Problems and tasks:
**a)** From the Voyager 1 article, copy the passage between "Voyager 1, which" and "as the heliosphere.", inclusive.
**b)** Repeat every entry that follows the Voyager 1 article, line for line and unchanged.

Text passage:
Voyager 1 Spacecraft Farther From Solar System's Edge Than Thought

NASA's Voyager 1 spacecraft has entered a new region between our solar system and interstellar space, which scientists are calling the stagnation region.
NASA's Voyager 1 spacecraft has entered a new region between our solar system and interstellar space, which scientists are calling the stagnation region. This image shows that the inner edge of the stagnation region is located about 10.5 billion miles (16.9 billion kilometers) from the sun. The distance to the outer edge is unknown. (Image credit: NASA/JPL-Caltech)

NASA's Voyager 1 spacecraft, which launched 35 years ago today (Sept. 5), surprisingly may have far more to travel before it leaves the solar system, researchers say.

How much more is up for debate. The scientists say their new finding suggests much about the outer reaches of the solar system remains unknown.

Voyager 1, which left Earth on Sept. 5, 1977, is about 11.3 billion miles (18.2 billion kilometers) from the sun. Meanwhile, Voyager 2, which launched 16 days earlier on a longer trajectory, is approximately 9.3 billion miles (14.9 billion km) from the sun. 

NASA launched the twin Voyager 1 and Voyager 2 spacecraft to explore the outer planets in our solar system. Researchers had thought the probes, which are still occasionally beaming back data, might be exiting the solar systemby now  –  but the direction of the solar wind is telling them otherwise.

One way to think about the edge of the solar system is to measure it in terms of the solar wind, the stream of energetic particles pouring from the sun. The area dominated by the solar wind is known as the heliosphere.

The distant region where the solar wind slows as it begins to run into interstellar gas and dust is known as the heliosheath. The mysterious boundary where the solar wind finally ends and the interstellar medium begins is called the heliopause.

Information supplied:
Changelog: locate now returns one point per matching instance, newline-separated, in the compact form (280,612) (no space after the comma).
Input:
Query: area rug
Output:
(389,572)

Solution list:
**a)**
Voyager 1, which left Earth on Sept. 5, 1977, is about 11.3 billion miles (18.2 billion kilometers) from the sun. Meanwhile, Voyager 2, which launched 16 days earlier on a longer trajectory, is approximately 9.3 billion miles (14.9 billion km) from the sun. 

NASA launched the twin Voyager 1 and Voyager 2 spacecraft to explore the outer planets in our solar system. Researchers had thought the probes, which are still occasionally beaming back data, might be exiting the solar systemby now  –  but the direction of the solar wind is telling them otherwise.

One way to think about the edge of the solar system is to measure it in terms of the solar wind, the stream of energetic particles pouring from the sun. The area dominated by the solar wind is known as the heliosphere.

**b)**
Changelog: locate now returns one point per matching instance, newline-separated, in the compact form (280,612) (no space after the comma).
Input:
Query: area rug
Output:
(389,572)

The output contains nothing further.